The task » Without pictures, repeat the lines of the entries from the one containing "TARGET = sky" through the last, both ends included, and nothing else.

Point-per-instance localization data
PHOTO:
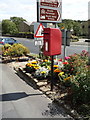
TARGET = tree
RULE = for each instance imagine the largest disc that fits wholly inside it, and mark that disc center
(17, 20)
(9, 27)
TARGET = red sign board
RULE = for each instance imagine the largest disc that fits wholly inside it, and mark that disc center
(50, 3)
(49, 14)
(49, 11)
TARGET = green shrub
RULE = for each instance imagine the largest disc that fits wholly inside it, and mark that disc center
(16, 49)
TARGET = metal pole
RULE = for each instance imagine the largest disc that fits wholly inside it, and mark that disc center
(52, 80)
(64, 44)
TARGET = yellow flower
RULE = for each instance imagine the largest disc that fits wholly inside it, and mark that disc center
(49, 67)
(57, 70)
(61, 73)
(45, 60)
(67, 78)
(43, 72)
(55, 66)
(34, 62)
(37, 67)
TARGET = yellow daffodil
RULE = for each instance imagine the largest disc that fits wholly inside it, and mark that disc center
(55, 66)
(67, 78)
(48, 67)
(61, 73)
(45, 60)
(34, 62)
(57, 70)
(43, 72)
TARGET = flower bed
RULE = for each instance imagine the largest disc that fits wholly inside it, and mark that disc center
(71, 76)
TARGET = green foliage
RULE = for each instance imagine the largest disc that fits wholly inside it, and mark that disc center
(15, 50)
(77, 76)
(9, 27)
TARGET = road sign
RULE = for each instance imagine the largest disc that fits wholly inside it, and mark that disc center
(49, 11)
(38, 33)
(50, 3)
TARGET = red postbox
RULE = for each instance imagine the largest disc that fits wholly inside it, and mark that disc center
(52, 41)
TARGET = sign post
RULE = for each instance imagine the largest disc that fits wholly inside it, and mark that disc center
(49, 11)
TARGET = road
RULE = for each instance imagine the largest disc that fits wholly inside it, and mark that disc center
(35, 49)
(20, 100)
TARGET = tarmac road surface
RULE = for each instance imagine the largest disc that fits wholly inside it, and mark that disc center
(19, 100)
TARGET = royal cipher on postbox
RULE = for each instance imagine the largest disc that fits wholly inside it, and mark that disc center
(52, 41)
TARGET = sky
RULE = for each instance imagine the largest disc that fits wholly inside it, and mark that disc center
(71, 9)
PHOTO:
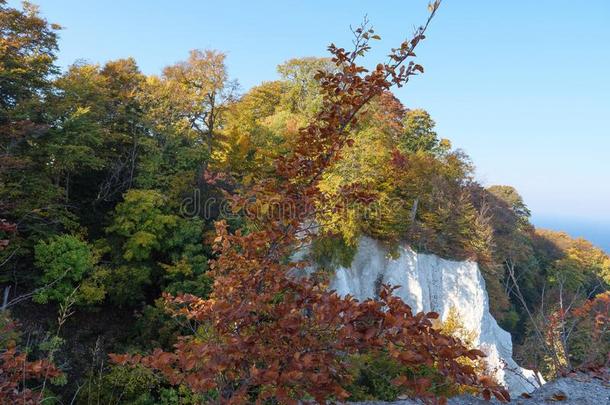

Task answer »
TARGET = sky
RULE = for each instance imagine the largest disc that fits wholly inside it, and mark that disc center
(71, 9)
PHOTO:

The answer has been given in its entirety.